### TRABAJO REQUERIDO
Reporta todas las líneas de los ítems que contengan la palabra "ceiling" y cópialas sin modificarlas.

### DATOS DE ENTRADA
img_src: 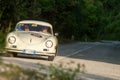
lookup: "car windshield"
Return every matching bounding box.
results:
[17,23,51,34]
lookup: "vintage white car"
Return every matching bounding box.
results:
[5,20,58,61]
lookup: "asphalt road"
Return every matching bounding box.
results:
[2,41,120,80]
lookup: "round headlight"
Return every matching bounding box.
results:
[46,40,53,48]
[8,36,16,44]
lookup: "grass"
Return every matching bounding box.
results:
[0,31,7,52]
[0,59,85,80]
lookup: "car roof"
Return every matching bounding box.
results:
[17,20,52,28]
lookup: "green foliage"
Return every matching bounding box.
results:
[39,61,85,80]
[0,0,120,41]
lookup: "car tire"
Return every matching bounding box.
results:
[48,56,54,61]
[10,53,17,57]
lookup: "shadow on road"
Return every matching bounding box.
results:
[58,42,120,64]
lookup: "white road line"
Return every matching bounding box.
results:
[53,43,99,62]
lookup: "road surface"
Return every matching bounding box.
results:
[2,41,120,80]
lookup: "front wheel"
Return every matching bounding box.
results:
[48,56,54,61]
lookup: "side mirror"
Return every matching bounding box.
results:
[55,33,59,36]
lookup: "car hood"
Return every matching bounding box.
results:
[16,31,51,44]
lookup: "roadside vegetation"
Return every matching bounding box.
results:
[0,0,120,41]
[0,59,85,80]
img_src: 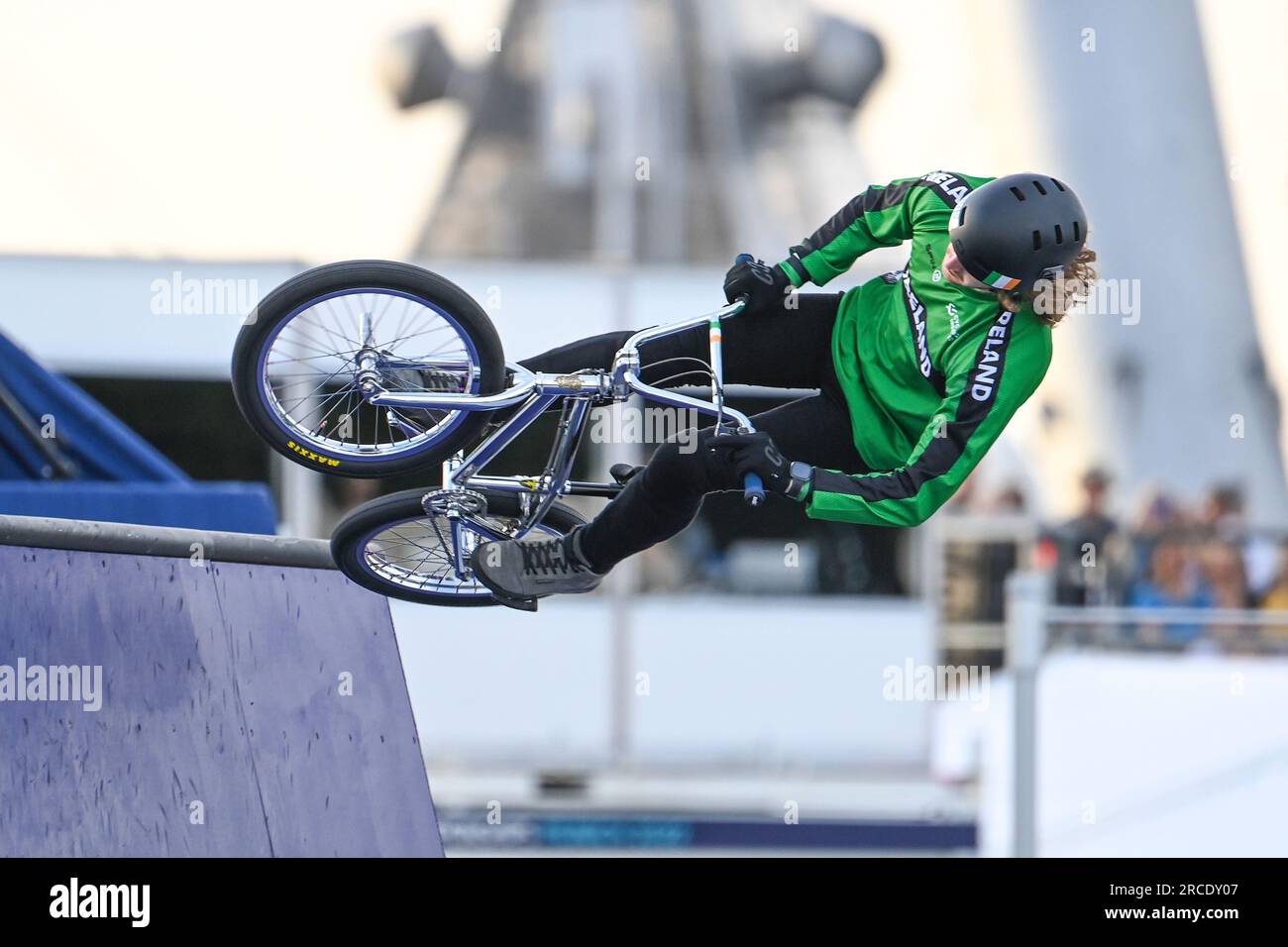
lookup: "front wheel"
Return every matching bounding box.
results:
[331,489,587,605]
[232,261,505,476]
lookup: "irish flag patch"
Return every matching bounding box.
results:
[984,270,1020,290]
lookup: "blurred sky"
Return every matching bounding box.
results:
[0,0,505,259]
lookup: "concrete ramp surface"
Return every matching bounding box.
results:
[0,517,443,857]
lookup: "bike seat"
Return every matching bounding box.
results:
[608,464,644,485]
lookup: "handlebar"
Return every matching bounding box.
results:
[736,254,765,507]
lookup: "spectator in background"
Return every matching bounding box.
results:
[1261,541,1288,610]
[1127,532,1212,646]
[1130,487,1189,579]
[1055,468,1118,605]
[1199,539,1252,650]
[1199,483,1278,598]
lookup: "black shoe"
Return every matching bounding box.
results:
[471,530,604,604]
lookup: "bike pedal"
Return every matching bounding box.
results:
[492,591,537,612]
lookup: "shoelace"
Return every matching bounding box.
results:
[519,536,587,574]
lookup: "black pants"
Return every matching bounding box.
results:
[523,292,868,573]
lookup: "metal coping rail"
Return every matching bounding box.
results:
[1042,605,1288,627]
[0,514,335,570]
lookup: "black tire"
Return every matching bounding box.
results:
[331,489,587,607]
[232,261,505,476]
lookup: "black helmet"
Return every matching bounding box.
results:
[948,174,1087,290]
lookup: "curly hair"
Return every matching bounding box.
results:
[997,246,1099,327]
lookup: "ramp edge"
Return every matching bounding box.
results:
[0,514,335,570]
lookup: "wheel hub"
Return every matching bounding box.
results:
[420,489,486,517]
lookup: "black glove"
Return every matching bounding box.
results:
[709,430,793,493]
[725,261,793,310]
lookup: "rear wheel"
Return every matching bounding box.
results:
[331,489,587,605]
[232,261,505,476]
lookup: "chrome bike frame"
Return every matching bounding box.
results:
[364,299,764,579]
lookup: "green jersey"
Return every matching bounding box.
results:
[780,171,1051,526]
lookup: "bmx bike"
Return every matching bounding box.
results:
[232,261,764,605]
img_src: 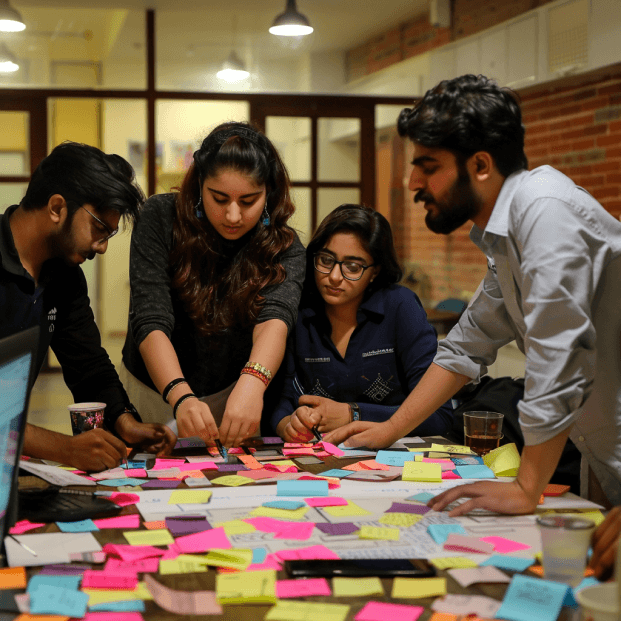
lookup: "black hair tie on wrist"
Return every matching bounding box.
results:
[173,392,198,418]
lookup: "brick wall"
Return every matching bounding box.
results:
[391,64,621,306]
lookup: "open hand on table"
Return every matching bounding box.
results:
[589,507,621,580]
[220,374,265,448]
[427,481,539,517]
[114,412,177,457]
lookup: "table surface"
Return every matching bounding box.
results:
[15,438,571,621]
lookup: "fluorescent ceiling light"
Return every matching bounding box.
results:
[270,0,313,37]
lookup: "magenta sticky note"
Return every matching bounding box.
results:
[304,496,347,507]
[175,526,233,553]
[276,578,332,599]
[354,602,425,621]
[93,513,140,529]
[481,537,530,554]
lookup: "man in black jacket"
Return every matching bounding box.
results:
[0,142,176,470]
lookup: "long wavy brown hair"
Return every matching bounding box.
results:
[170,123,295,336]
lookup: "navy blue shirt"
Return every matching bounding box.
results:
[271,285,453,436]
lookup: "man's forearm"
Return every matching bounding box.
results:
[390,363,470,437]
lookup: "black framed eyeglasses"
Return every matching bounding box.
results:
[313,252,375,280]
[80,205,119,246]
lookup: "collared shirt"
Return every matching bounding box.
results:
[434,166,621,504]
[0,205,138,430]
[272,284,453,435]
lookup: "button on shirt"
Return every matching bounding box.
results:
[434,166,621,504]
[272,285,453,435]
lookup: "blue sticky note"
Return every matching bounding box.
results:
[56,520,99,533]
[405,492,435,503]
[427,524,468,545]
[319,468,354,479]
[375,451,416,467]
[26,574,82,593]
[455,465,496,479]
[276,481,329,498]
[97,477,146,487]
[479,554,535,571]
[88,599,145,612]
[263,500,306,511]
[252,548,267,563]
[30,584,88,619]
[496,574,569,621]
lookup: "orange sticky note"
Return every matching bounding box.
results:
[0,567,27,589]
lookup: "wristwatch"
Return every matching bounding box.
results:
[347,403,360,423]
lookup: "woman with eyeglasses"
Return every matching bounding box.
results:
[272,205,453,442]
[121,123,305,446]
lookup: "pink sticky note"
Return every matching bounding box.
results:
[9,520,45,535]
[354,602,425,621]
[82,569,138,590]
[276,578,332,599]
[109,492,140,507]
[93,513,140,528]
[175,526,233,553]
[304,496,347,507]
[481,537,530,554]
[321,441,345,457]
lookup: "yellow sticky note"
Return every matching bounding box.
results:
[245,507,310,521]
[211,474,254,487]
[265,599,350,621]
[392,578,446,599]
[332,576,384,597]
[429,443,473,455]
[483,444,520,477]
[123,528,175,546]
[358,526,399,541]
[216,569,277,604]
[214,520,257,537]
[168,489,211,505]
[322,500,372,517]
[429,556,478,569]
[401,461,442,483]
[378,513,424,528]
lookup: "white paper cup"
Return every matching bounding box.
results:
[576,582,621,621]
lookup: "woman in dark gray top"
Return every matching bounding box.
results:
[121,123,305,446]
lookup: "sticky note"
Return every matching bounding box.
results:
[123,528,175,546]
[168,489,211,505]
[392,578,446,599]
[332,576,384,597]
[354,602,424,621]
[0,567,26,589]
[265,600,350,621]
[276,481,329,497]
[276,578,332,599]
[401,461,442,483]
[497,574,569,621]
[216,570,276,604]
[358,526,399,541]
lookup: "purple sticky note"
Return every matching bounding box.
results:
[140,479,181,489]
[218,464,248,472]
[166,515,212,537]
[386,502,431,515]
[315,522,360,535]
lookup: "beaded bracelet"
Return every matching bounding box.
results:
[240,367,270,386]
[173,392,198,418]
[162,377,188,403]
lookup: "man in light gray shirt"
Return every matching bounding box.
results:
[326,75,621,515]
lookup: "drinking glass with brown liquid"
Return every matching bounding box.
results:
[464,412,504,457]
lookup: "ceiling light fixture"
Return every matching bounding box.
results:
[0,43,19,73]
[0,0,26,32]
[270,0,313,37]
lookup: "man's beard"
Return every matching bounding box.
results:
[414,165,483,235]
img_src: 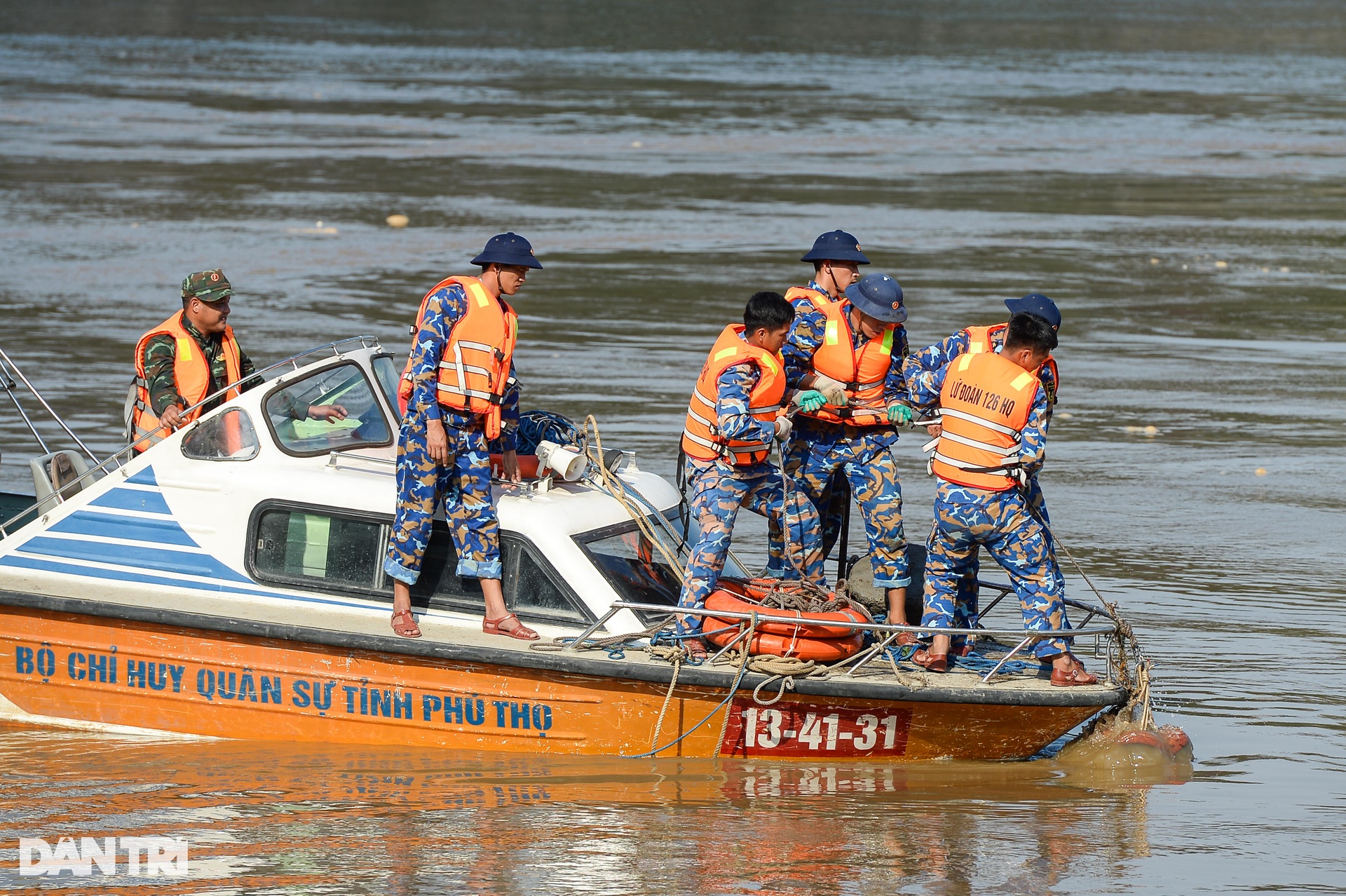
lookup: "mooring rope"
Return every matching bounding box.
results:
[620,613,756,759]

### RESULTADO OBTENIDO
lookup: "fluorescent ceiling light"
lookup: "ceiling light fixture"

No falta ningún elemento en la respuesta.